Resize the lines running from the one containing "of the hazy" through the final line, inclusive, and reproduce them in full with their requests. Multiply every point coordinate in the answers by 2.45 and round to whole numbers, with halves rounded up, leaving the numbers in the requests and their format samples unchanged.

-- Begin --

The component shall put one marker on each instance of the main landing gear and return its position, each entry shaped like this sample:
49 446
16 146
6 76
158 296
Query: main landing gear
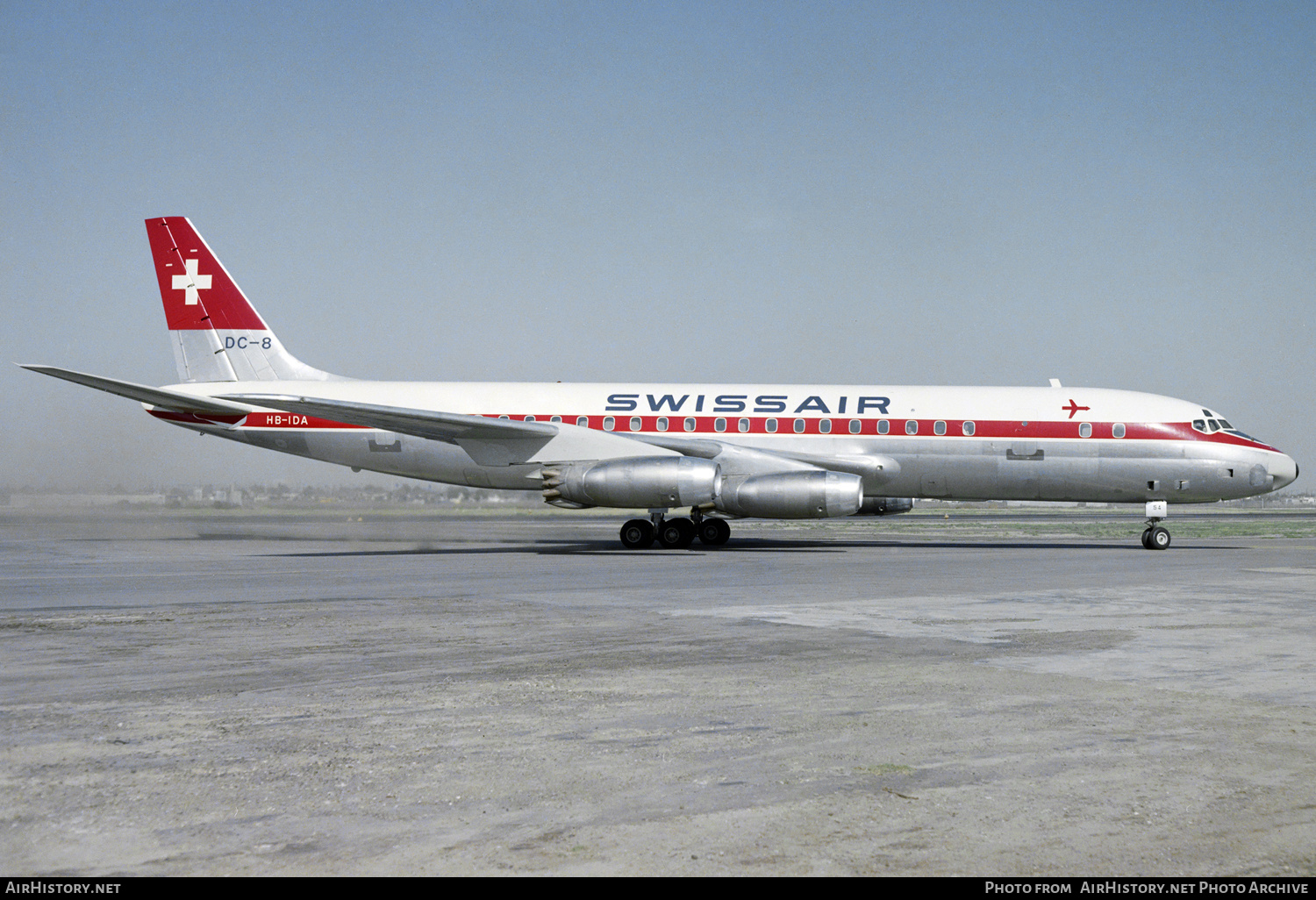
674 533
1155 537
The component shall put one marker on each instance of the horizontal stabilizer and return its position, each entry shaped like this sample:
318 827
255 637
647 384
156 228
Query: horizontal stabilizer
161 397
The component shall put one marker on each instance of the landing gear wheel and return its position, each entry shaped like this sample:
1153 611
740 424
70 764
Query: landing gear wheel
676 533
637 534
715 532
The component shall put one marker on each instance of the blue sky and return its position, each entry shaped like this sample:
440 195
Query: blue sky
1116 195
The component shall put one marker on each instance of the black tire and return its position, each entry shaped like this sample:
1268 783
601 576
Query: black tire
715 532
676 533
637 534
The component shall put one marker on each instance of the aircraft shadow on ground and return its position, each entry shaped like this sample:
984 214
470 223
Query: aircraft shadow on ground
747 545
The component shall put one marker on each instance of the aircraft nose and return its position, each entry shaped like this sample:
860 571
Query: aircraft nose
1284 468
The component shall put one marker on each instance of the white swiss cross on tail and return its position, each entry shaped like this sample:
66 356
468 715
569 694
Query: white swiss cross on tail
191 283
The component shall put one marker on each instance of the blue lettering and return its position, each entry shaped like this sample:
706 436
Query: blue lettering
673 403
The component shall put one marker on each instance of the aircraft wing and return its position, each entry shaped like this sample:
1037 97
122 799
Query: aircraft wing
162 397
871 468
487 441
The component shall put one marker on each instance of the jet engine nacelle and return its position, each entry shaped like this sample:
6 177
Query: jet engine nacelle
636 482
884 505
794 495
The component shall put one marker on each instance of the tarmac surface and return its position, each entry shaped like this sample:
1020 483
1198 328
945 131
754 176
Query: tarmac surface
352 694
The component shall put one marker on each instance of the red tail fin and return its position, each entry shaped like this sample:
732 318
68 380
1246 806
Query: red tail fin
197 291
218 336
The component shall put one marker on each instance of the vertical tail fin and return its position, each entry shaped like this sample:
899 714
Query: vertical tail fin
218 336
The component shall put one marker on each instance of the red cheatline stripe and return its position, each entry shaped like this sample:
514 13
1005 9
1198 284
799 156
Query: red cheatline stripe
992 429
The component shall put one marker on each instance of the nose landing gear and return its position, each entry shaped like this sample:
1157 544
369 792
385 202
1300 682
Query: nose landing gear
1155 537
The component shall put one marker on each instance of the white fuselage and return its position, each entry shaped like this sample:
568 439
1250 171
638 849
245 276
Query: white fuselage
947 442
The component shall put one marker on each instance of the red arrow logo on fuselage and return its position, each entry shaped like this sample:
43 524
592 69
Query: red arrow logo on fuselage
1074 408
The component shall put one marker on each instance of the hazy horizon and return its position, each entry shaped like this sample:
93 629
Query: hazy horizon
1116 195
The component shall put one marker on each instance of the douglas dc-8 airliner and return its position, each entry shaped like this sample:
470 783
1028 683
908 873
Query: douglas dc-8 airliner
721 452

-- End --

[Task response]
The component shall put one marker on each instance of the hazy horizon and return its position, each entry shaped like this sample:
93 629
Query: hazy horizon
2734 478
The component shall put one marker on each instance of the douglas dc-8 airliner and return its position, each entry shaped like this sample:
470 783
1028 683
908 873
Query: douglas dc-8 airliner
1766 1107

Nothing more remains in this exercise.